▶ RECORD EXTRACTS
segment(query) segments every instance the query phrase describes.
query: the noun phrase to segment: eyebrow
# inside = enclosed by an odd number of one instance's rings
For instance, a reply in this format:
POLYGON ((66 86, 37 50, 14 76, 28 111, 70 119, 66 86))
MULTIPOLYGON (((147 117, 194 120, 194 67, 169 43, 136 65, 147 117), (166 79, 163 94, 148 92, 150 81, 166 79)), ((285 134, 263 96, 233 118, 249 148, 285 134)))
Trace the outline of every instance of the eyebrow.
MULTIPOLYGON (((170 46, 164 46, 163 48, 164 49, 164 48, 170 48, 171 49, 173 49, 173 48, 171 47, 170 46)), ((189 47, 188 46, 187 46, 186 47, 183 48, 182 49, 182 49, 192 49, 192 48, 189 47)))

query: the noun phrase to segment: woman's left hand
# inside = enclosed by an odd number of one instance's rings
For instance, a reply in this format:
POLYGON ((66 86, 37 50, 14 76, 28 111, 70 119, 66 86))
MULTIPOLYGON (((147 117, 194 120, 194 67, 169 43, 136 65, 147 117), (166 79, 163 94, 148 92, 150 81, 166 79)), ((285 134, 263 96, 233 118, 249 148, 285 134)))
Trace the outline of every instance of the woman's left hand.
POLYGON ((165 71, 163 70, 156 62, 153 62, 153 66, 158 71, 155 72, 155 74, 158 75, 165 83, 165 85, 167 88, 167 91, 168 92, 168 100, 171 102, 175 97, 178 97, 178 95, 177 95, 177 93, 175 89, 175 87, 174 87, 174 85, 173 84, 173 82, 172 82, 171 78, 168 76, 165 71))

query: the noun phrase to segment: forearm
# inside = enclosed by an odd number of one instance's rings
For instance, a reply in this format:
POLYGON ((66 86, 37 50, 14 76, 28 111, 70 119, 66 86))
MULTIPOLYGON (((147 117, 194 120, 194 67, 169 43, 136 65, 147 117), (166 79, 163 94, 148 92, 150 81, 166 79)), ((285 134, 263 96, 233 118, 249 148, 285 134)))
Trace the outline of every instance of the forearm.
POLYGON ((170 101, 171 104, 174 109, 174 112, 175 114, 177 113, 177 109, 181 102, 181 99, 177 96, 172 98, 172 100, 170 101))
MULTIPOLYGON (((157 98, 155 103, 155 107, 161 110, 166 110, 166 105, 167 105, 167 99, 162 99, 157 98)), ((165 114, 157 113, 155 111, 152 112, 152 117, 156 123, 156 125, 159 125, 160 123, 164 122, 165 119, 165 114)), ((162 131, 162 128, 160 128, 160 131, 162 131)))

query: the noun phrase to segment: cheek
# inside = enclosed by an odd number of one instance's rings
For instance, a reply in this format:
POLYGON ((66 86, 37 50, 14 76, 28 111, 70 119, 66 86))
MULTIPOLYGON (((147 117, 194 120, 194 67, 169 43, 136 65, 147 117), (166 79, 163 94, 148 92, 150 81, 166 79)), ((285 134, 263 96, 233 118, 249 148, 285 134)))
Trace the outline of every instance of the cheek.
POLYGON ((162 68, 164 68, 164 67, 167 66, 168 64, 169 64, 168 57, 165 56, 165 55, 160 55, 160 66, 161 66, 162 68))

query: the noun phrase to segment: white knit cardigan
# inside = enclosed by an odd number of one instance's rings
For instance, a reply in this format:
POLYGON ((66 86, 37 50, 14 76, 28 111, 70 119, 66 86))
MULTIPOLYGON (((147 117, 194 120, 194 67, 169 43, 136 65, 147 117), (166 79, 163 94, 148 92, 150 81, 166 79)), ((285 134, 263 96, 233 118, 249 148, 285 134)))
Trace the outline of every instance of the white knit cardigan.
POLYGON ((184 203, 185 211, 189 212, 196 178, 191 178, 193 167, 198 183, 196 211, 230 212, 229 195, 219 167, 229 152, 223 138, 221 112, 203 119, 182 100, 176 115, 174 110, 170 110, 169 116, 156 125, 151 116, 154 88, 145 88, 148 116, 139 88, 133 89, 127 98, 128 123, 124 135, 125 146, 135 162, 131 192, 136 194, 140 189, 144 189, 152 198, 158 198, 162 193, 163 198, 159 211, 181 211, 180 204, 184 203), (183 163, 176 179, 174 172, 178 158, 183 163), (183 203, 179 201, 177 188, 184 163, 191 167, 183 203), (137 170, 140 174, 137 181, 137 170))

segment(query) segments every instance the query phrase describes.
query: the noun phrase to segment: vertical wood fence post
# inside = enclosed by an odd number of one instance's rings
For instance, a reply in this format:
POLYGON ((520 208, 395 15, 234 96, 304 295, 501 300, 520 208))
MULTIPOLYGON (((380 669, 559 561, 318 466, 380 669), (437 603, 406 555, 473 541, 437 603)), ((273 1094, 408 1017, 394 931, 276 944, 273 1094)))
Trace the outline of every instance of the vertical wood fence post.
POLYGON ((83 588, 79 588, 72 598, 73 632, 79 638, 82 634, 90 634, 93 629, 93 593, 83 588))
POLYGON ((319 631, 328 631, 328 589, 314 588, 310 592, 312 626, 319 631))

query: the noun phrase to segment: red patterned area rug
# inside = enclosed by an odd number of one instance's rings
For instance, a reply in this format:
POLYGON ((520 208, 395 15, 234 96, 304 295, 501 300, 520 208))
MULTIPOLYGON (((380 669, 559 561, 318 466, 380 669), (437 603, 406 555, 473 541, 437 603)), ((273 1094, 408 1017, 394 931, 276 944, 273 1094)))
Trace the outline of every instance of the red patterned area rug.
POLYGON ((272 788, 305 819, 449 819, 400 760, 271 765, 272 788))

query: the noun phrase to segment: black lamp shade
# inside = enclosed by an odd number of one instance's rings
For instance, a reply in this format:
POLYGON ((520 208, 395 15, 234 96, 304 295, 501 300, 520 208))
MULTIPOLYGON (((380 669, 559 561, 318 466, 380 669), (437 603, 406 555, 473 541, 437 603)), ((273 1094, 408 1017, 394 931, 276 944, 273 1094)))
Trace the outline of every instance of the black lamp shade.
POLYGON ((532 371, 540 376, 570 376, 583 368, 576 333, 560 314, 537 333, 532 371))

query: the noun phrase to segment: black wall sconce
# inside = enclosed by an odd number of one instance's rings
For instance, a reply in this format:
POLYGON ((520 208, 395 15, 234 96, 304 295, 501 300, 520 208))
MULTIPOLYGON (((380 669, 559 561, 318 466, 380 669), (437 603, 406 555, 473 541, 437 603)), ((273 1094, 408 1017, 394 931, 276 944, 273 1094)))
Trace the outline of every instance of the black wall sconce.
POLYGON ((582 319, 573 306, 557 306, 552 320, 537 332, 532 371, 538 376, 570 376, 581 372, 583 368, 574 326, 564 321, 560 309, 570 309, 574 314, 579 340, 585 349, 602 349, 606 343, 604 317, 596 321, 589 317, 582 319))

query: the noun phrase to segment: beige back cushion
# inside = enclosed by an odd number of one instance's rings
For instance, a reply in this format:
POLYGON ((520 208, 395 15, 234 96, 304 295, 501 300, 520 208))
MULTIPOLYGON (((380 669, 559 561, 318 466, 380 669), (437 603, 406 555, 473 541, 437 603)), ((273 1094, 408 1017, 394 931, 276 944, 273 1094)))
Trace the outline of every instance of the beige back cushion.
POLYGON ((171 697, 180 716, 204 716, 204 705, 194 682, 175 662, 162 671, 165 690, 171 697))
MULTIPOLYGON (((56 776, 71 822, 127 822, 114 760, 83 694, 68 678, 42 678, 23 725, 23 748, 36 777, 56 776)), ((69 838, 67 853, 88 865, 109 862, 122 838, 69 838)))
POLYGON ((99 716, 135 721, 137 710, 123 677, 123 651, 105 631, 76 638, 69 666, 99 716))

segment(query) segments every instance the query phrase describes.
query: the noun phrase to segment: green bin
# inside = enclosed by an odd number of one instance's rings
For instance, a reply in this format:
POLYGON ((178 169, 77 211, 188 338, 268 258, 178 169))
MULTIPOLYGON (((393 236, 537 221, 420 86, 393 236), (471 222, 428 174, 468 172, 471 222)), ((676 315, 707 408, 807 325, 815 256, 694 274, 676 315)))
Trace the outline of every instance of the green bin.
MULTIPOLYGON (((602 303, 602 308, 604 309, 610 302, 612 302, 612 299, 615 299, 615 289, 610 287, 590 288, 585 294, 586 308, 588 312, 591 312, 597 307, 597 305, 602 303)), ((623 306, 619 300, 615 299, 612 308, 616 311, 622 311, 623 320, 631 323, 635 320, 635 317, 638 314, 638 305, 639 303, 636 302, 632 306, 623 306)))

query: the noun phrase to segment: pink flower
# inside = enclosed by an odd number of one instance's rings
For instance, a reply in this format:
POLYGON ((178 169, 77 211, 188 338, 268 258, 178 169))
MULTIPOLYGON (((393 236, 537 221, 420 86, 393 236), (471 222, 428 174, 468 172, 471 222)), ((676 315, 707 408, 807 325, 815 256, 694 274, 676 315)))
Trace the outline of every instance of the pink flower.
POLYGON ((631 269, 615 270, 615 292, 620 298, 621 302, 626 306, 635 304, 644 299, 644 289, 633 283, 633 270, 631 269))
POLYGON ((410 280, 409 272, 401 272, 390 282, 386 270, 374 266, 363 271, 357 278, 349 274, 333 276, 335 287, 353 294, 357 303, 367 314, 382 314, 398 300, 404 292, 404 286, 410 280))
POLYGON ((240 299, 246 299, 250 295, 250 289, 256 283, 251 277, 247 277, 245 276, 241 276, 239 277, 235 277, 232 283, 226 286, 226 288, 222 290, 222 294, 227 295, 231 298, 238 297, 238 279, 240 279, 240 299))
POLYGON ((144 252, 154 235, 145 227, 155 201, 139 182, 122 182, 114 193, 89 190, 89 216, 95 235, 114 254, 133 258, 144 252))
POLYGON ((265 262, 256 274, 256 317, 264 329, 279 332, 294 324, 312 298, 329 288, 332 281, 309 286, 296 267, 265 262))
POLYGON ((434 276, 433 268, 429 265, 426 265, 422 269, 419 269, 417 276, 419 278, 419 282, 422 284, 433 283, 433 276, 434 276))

▶ DIRECTIONS FOR THIS TASK
Please give everything from the line that contains "query: the noun phrase to segment: white" down to the line that contains "Trace the outline of every instance of the white" again, swapping "cardigan" for "sweater" and keeping all else unchanged. Return only those lines of the material.

▶ WRITTEN SOLUTION
query: the noun phrase to segment: white knit sweater
# inside = enclosed by an odd number of one instance's rings
For instance, a reply in this format:
POLYGON ((66 86, 37 50, 14 76, 28 111, 70 119, 66 86))
MULTIPOLYGON (((147 117, 194 120, 194 67, 169 43, 136 65, 147 117), (166 79, 163 94, 148 92, 150 81, 166 79)), ((285 134, 263 96, 233 118, 249 148, 285 134)))
Trace the outline of every instance of the white knit sweater.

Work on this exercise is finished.